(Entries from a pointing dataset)
⁂
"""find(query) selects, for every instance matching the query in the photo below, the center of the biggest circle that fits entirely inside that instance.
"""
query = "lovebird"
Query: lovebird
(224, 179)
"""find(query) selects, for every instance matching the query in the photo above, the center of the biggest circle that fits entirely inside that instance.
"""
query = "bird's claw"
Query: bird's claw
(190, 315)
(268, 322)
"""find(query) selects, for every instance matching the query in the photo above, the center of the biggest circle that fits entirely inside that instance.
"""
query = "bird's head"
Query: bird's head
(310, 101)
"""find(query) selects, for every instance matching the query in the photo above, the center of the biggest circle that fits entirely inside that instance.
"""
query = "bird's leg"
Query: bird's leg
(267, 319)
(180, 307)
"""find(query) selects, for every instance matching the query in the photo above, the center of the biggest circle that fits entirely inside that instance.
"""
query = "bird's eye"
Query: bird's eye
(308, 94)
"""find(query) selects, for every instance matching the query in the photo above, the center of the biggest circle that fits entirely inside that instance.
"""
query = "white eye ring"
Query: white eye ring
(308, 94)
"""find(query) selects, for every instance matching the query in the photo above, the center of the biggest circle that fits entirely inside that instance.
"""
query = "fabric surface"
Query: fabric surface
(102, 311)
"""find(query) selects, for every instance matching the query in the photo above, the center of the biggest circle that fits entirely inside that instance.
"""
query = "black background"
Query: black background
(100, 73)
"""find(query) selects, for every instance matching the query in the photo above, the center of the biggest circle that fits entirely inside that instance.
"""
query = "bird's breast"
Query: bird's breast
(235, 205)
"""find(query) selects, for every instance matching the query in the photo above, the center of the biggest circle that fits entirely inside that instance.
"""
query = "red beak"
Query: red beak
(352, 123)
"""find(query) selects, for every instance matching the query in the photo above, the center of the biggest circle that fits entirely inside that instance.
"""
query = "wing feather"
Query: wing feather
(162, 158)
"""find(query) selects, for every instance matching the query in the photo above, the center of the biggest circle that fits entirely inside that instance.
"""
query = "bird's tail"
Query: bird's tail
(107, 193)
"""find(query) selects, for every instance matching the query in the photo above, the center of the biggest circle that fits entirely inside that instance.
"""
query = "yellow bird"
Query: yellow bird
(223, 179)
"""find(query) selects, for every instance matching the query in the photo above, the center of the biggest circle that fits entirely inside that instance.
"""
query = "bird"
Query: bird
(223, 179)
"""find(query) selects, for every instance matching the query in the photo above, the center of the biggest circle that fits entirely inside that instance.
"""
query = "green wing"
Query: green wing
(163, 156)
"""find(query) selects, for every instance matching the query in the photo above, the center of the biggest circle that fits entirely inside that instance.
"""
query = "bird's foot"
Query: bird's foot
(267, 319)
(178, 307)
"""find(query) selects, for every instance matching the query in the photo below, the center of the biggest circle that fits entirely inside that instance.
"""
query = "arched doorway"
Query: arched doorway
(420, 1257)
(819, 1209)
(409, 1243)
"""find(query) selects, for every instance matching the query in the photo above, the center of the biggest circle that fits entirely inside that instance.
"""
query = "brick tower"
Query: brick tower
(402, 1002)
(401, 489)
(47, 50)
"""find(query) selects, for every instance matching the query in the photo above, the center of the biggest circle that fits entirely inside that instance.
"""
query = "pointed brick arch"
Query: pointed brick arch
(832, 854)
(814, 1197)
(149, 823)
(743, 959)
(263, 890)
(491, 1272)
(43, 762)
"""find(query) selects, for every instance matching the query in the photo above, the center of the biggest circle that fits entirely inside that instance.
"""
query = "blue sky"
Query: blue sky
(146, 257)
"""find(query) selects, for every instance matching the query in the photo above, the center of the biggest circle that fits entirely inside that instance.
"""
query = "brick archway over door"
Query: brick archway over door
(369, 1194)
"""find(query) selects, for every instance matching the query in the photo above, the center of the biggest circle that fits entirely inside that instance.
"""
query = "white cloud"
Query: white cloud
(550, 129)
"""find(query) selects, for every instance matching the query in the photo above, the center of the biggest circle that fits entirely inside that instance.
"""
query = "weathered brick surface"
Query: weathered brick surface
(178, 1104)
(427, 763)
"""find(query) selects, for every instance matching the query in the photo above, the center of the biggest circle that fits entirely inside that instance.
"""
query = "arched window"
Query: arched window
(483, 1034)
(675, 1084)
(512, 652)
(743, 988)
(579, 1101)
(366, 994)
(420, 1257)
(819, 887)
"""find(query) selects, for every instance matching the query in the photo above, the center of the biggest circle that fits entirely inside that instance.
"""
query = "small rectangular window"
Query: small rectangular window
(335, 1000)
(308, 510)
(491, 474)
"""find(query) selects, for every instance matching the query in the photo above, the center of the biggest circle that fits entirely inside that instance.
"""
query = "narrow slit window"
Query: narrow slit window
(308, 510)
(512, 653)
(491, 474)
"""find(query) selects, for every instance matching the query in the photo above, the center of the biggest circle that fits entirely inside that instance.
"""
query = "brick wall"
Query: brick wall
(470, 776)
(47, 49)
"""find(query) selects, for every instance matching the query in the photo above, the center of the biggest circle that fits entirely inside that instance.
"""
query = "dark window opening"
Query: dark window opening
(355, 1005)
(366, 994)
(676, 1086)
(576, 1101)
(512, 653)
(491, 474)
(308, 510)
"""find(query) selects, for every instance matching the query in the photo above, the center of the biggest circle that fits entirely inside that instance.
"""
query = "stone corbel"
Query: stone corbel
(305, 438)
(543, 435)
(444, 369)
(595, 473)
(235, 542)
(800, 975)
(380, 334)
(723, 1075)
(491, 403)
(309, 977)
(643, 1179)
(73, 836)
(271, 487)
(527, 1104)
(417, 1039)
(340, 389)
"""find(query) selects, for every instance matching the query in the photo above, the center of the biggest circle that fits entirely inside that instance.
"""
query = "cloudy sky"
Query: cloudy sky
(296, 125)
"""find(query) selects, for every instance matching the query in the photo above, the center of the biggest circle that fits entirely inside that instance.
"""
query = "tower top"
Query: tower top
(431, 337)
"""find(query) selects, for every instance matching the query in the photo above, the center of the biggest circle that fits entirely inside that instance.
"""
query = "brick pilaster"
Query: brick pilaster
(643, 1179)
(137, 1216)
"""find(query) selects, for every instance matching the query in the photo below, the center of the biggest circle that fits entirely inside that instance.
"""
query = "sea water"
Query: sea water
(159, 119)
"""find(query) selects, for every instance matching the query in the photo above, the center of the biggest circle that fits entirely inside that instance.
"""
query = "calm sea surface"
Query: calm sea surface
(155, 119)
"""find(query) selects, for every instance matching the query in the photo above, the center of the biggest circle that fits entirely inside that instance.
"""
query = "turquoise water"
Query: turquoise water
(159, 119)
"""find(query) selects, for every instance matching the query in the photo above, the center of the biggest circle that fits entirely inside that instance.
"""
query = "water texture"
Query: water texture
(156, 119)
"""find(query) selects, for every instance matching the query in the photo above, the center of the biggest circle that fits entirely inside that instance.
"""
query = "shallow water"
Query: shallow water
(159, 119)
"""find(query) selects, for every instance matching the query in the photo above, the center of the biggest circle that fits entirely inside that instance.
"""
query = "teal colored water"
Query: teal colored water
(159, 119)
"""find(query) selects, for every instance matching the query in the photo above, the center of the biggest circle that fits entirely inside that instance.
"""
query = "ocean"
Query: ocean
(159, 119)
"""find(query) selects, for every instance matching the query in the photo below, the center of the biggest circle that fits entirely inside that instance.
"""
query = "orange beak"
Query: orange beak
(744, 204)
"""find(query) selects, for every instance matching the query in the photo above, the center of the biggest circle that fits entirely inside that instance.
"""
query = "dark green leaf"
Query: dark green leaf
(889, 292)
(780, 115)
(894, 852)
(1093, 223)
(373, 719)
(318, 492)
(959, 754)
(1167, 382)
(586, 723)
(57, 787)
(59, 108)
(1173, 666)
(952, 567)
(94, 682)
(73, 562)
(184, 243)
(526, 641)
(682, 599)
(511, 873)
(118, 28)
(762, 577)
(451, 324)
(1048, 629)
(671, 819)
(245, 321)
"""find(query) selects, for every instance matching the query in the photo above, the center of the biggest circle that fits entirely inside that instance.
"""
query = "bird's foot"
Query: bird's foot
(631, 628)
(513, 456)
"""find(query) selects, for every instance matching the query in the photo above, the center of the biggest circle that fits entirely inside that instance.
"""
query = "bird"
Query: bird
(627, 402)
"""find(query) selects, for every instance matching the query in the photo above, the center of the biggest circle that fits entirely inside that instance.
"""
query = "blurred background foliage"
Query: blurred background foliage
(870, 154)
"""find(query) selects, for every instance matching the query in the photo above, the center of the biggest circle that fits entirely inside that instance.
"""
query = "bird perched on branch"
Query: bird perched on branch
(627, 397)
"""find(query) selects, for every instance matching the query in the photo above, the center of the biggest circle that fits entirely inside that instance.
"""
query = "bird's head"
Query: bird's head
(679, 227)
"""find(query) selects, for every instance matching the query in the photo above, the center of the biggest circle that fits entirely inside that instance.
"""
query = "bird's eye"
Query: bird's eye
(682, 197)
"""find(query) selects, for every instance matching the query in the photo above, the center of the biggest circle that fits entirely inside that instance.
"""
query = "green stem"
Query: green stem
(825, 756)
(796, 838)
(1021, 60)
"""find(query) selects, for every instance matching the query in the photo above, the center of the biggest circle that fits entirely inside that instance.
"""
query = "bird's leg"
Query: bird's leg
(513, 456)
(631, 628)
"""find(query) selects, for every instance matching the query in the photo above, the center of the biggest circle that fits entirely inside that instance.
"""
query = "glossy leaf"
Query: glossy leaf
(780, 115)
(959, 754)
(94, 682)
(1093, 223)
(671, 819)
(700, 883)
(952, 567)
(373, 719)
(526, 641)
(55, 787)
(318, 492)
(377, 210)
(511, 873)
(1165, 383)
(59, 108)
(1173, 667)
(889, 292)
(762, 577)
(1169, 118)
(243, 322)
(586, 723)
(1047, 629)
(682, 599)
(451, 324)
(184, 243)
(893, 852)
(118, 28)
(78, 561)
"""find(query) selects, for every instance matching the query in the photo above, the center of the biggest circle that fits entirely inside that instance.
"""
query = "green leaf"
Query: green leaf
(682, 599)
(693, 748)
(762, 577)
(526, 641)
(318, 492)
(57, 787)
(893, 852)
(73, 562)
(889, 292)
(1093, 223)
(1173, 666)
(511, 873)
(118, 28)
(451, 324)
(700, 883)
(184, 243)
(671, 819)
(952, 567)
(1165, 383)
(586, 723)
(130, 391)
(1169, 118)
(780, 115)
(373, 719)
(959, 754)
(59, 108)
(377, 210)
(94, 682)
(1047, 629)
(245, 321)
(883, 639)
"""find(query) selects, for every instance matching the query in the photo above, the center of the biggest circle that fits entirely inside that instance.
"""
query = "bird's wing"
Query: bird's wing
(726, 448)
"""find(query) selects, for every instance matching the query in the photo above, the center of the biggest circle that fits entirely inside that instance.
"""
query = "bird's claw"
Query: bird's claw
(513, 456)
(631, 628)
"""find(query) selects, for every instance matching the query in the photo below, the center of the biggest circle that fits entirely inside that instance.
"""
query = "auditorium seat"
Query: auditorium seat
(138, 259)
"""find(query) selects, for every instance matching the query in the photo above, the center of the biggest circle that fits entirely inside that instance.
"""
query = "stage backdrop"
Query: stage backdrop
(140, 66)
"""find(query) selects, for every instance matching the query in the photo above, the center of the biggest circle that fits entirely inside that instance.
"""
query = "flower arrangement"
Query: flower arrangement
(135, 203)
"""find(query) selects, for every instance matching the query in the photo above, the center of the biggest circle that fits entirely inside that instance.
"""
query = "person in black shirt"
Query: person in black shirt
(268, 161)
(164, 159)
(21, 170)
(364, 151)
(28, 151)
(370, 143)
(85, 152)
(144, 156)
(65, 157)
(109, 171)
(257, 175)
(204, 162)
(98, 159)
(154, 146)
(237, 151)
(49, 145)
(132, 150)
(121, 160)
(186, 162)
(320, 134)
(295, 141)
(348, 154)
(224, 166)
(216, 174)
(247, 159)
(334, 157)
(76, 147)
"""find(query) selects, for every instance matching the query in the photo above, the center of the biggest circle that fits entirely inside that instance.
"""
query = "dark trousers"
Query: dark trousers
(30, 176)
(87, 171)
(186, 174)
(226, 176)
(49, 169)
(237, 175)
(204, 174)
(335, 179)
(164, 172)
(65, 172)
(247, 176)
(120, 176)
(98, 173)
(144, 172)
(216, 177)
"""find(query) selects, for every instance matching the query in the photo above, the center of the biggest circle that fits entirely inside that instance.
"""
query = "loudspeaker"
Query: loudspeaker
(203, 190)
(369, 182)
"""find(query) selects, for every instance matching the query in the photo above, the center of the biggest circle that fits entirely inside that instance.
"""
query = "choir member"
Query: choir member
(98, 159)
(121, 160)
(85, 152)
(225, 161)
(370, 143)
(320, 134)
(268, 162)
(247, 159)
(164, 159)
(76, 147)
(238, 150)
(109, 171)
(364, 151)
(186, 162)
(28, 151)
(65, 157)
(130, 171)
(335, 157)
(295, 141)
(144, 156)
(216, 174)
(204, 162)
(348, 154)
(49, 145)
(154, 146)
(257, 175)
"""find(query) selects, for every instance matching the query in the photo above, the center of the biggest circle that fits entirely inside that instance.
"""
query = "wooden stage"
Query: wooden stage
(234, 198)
⁂
**Exercise description:**
Return every line of the entries above that contains the string "texture". Case counts.

**Solved exercise:**
query = "water texture"
Query: water texture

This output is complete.